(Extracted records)
——
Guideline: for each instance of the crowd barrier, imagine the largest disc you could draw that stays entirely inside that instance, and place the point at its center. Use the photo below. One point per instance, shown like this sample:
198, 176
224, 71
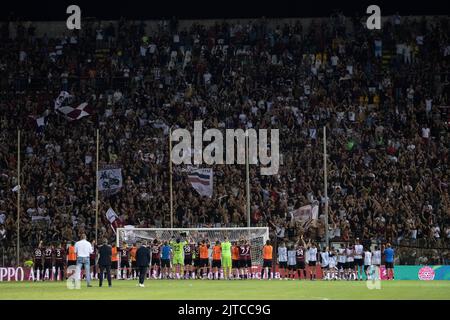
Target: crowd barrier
422, 272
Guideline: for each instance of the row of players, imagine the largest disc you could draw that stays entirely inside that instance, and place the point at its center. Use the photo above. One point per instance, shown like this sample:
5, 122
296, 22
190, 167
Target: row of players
186, 259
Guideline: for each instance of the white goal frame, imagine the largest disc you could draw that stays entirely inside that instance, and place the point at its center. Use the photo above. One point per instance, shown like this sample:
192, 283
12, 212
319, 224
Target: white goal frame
227, 231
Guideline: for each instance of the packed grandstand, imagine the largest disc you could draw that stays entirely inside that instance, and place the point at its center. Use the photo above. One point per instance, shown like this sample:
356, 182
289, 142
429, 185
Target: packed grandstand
382, 95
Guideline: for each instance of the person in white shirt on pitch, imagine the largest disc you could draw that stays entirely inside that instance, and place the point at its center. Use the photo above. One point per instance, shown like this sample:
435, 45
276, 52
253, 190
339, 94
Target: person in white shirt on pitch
376, 260
312, 259
325, 262
342, 261
367, 262
350, 264
332, 264
359, 250
282, 260
292, 262
83, 249
376, 257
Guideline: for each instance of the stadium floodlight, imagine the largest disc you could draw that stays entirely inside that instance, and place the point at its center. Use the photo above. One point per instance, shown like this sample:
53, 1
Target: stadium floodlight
256, 235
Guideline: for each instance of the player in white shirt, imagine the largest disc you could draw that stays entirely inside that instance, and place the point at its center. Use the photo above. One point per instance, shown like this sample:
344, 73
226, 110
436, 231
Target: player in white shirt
350, 264
292, 262
312, 259
342, 260
332, 264
367, 262
359, 251
376, 257
324, 260
282, 260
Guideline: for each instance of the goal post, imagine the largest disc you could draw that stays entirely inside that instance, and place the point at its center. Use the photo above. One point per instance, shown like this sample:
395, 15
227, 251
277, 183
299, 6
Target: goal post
256, 235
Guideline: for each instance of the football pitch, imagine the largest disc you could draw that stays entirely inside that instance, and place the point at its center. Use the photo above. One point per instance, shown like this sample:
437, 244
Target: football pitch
227, 290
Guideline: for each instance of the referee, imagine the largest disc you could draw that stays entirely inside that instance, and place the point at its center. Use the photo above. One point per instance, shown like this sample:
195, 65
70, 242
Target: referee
104, 262
142, 262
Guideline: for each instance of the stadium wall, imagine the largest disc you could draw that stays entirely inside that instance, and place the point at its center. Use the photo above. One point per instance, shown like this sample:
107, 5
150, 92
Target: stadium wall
421, 272
8, 274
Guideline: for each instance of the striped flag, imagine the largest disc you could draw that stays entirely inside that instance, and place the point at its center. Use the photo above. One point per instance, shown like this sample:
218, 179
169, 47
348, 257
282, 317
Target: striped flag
63, 104
113, 219
75, 113
202, 181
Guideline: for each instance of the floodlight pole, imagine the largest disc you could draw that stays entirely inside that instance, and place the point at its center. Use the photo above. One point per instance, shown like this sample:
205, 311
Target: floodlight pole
170, 178
18, 199
247, 174
325, 179
96, 188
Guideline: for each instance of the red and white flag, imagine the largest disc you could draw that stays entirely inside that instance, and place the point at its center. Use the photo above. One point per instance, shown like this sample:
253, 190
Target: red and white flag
113, 219
75, 113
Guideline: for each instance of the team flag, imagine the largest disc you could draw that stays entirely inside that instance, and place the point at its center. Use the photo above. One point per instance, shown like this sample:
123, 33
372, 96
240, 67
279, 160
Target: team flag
113, 219
75, 113
62, 99
307, 215
63, 105
109, 180
202, 181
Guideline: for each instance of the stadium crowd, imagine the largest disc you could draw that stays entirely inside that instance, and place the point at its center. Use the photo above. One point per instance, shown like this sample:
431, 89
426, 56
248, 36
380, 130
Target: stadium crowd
379, 93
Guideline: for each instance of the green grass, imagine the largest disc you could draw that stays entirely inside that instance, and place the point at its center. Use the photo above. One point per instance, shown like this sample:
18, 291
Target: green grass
236, 290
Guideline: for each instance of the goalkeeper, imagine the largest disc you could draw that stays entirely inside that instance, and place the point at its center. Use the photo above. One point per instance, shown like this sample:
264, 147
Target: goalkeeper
178, 255
226, 258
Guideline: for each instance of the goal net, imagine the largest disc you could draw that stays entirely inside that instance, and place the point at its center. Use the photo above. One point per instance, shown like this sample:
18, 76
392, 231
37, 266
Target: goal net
256, 236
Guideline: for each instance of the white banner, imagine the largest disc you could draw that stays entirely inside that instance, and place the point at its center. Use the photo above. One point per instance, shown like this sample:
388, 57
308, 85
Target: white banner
109, 180
202, 181
59, 102
306, 215
111, 215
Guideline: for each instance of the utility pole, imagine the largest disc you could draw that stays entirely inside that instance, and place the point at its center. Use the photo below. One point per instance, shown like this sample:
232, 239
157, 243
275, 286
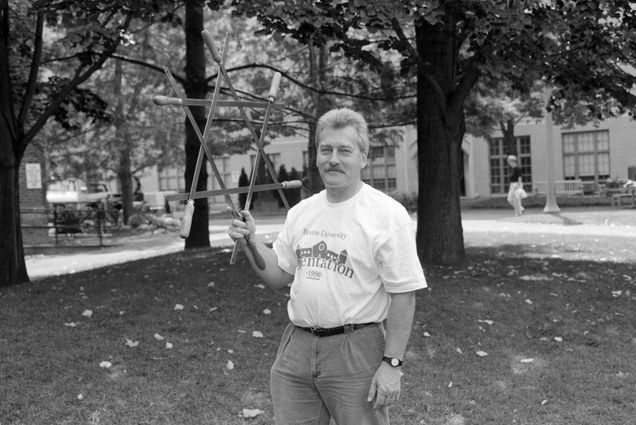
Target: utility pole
550, 200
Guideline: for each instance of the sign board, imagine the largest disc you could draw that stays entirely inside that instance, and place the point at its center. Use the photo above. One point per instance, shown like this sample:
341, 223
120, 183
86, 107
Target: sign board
34, 176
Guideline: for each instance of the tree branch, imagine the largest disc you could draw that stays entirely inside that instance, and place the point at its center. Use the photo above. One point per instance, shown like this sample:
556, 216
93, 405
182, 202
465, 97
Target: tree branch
78, 79
33, 72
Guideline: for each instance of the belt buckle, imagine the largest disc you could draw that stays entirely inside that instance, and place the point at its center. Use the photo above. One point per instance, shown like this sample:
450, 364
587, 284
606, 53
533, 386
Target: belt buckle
349, 328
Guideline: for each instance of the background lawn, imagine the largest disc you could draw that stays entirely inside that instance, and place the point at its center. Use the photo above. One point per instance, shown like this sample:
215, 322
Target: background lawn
535, 330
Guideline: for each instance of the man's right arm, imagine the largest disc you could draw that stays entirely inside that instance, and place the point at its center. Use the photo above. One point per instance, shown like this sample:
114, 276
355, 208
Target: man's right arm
242, 231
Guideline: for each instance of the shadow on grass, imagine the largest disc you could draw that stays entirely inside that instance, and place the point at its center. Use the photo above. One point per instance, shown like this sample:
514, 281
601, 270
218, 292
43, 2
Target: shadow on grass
500, 339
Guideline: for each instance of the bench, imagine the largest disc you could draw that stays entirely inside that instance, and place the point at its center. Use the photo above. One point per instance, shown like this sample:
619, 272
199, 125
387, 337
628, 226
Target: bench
628, 195
561, 187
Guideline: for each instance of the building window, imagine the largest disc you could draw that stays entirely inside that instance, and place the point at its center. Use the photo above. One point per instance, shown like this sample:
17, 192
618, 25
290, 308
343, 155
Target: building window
380, 169
586, 155
274, 159
499, 169
172, 179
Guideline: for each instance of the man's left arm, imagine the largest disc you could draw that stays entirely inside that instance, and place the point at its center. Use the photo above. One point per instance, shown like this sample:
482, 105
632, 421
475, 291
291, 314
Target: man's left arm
385, 387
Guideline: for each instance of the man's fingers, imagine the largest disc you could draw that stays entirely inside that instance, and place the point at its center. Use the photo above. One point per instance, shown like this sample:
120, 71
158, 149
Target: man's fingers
372, 391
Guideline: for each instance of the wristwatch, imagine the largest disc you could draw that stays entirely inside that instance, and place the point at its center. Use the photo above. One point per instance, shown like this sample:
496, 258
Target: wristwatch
393, 361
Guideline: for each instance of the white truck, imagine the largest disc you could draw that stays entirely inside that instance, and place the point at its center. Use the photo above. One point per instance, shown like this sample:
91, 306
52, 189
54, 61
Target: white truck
73, 192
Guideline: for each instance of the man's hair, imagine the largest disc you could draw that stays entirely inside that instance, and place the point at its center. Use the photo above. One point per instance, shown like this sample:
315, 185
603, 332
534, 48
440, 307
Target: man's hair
341, 118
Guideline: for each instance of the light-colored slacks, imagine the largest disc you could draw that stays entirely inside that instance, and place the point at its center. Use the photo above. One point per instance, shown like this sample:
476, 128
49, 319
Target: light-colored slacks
316, 378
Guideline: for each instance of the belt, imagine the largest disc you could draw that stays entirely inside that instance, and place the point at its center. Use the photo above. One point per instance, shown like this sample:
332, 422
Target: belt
337, 330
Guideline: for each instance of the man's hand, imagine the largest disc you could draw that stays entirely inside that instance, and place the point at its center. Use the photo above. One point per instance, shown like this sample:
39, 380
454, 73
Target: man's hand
242, 229
385, 387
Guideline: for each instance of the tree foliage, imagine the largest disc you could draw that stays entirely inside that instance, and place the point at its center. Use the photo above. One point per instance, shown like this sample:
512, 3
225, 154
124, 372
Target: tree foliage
47, 51
448, 46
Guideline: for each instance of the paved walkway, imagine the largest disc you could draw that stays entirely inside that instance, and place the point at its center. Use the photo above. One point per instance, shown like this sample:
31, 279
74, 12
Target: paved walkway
574, 221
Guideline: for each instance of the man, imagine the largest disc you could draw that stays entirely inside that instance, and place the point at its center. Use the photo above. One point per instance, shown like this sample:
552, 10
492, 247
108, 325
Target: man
515, 192
349, 253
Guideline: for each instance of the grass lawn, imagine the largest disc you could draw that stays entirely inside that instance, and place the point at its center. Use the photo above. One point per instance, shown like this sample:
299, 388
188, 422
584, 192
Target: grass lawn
514, 336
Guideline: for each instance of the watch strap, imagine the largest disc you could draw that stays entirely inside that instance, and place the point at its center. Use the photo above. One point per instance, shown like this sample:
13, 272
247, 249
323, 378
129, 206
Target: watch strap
393, 361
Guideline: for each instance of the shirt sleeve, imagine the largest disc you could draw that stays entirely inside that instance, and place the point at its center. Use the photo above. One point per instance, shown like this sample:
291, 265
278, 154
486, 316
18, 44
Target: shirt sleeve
400, 267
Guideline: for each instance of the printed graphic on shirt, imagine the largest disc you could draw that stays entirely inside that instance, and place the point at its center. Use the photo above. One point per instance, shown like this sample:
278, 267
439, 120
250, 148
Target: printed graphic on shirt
318, 260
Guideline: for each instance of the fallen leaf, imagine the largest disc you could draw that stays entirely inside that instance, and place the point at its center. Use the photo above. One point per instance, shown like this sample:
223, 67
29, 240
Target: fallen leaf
251, 413
131, 343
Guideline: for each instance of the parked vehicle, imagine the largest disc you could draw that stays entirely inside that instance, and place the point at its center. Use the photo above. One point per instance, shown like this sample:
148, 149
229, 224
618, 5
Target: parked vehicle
83, 208
75, 192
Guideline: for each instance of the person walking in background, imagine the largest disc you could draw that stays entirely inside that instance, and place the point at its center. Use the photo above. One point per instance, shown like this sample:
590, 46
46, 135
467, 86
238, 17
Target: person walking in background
515, 192
349, 253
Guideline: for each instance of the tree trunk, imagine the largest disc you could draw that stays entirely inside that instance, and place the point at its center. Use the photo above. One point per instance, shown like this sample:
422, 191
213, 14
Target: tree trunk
196, 87
121, 134
12, 264
318, 57
439, 227
508, 131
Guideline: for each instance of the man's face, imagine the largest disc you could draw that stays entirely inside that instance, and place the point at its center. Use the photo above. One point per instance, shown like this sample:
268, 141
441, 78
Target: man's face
340, 160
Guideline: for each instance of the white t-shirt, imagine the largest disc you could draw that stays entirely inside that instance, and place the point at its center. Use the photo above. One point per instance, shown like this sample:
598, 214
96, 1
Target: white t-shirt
347, 257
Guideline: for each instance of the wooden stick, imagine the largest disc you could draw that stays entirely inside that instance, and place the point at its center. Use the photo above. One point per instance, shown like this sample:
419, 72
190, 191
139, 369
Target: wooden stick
161, 100
271, 98
207, 38
290, 184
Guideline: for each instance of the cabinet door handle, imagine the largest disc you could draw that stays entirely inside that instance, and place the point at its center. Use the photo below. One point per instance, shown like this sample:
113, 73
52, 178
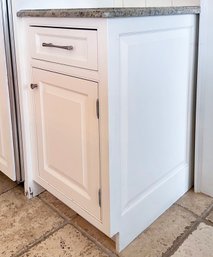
——
(OBJECTIVE)
Count the lines of the items that contain the string "right" and give only that number.

(SOLUTION TO THIS PROBLEM)
2